> **POR HACER**
Localiza y copia cada línea del listado que aparece más abajo en la que figure la palabra "jacket", distinguiendo entre mayúsculas y minúsculas.

> **DATOS PROPORCIONADOS**
------------------------------------------------------------
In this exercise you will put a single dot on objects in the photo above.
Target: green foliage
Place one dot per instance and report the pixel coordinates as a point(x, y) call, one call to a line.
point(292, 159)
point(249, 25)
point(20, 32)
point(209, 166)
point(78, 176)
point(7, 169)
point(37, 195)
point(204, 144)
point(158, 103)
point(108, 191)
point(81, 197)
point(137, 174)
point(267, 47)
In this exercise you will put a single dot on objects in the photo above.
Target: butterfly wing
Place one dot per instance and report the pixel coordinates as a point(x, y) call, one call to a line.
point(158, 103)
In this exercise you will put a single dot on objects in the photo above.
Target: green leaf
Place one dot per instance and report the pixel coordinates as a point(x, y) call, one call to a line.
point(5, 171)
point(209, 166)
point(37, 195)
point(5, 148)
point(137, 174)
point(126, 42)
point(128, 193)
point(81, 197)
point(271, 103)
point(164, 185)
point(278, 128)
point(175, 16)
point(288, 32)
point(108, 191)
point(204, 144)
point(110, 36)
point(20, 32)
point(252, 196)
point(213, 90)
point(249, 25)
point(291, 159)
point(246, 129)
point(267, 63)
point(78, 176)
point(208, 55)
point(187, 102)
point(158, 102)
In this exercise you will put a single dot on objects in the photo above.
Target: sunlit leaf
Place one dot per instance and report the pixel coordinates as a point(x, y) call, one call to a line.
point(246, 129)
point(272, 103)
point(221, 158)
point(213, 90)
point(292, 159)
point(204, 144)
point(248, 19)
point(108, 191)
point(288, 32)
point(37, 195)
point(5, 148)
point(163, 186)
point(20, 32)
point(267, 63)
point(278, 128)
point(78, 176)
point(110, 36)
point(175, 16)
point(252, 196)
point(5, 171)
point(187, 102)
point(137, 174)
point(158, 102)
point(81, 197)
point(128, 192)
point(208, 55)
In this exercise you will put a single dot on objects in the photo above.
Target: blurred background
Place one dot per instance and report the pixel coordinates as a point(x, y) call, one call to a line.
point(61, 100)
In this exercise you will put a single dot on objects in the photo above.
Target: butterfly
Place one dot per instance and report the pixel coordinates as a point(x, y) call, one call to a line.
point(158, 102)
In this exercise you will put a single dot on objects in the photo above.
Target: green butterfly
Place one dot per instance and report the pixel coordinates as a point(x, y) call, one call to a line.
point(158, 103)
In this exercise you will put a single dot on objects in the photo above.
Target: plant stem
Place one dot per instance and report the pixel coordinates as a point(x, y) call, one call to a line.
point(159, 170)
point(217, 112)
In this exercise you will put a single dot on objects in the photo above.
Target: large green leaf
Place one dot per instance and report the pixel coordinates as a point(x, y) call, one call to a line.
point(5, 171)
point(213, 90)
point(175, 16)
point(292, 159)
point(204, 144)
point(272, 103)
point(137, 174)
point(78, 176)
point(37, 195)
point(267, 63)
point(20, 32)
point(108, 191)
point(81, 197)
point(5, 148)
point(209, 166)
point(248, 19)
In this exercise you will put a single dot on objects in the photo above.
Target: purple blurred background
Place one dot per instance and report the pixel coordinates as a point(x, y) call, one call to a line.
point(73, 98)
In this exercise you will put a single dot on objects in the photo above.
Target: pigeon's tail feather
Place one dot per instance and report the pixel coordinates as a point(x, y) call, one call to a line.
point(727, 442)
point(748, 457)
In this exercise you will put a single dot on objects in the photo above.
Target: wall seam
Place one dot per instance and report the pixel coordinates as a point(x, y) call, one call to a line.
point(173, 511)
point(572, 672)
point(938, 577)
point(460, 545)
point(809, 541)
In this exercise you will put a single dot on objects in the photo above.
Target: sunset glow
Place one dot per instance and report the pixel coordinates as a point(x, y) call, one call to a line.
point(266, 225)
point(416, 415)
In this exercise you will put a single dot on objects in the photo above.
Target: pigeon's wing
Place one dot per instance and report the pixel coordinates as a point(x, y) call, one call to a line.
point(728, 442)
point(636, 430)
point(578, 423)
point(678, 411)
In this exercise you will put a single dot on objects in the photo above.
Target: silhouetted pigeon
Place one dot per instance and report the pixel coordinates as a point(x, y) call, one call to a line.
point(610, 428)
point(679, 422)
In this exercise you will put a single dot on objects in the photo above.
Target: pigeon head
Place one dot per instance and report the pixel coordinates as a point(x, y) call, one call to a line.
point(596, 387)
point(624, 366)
------------------------------------------------------------
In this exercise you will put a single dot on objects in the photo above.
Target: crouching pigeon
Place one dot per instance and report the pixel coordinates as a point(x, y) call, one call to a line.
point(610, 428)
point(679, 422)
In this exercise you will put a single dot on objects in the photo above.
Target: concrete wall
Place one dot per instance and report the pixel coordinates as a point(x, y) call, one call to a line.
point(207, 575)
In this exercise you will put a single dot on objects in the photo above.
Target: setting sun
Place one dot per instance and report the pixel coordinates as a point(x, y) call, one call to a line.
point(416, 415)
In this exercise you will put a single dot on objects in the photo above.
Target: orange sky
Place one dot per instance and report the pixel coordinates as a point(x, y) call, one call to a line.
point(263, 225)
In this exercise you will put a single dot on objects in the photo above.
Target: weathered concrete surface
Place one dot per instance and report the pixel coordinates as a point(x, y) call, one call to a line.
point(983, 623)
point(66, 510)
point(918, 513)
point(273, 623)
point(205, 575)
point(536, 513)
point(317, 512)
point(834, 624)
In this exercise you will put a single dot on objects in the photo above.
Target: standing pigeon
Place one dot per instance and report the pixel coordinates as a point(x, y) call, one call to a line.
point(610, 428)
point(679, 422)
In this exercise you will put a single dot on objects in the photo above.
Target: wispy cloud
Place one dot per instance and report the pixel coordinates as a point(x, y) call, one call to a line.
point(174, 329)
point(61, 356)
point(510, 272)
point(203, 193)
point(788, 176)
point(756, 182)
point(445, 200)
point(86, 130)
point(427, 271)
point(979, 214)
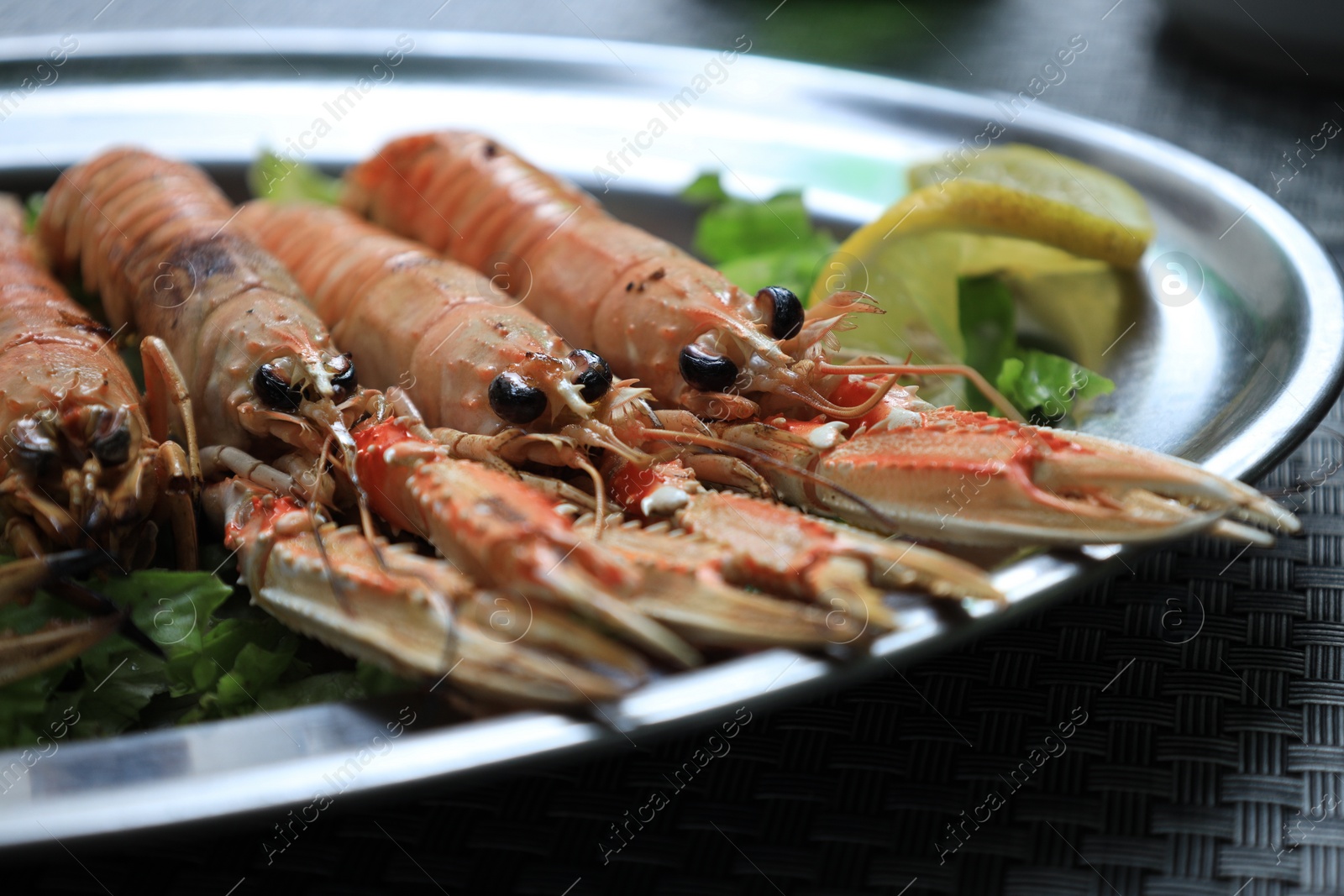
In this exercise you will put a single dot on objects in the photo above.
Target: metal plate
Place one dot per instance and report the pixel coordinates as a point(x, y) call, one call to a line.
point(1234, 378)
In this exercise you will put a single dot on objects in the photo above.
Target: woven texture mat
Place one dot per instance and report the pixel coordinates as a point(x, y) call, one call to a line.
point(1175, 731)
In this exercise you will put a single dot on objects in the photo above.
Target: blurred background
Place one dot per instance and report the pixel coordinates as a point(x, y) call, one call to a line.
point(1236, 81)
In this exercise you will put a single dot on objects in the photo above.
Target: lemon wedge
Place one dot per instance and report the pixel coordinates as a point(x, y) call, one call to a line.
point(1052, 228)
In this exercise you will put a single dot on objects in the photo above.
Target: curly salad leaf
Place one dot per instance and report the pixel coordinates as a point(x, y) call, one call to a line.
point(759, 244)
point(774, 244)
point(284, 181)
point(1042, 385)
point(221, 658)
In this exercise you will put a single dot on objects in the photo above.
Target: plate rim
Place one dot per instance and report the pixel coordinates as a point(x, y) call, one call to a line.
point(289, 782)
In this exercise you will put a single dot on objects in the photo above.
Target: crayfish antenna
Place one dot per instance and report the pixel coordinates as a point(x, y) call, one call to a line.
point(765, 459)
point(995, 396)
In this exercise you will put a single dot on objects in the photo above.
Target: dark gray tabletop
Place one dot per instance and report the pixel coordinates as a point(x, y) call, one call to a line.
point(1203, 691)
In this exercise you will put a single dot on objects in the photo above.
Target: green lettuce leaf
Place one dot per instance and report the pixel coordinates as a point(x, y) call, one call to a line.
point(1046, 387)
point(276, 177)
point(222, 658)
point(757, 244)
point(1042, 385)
------------------------------------------------------------
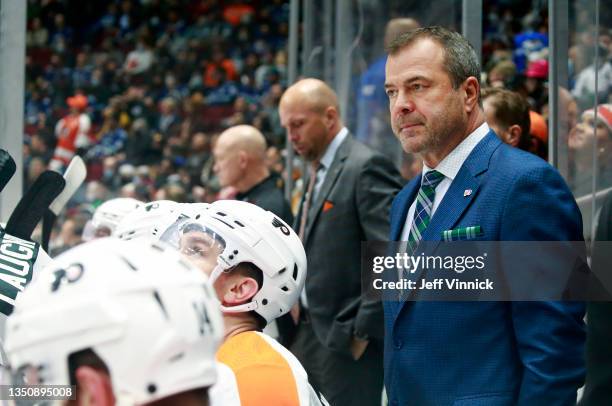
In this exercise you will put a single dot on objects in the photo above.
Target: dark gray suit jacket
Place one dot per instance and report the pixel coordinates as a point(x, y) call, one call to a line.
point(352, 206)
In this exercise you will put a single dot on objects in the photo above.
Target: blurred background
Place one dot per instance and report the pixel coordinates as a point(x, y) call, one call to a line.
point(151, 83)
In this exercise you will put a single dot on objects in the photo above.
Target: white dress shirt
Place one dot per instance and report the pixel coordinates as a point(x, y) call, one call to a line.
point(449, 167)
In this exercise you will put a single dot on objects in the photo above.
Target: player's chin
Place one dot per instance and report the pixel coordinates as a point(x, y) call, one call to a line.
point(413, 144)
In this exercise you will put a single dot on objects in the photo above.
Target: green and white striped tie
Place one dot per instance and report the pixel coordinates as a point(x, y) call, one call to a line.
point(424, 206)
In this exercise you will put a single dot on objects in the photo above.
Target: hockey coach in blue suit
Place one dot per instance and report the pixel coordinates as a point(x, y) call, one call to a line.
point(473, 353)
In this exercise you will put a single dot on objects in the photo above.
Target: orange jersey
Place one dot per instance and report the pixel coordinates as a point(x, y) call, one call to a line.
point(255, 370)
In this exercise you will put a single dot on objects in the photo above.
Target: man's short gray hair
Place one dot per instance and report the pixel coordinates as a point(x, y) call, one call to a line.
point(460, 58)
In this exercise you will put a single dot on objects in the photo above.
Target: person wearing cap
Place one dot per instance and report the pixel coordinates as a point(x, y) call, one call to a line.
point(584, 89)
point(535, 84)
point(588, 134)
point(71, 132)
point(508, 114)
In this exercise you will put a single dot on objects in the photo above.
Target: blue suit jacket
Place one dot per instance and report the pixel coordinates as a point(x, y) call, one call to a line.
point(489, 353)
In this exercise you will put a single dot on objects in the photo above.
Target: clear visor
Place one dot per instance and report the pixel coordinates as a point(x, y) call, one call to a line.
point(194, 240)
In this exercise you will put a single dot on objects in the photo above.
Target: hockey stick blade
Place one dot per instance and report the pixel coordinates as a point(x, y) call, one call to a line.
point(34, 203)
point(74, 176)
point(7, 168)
------------------------------------------------------------
> **RESULTADO OBTENIDO**
Target: dark gray suit jacket
Target: blue suit jacket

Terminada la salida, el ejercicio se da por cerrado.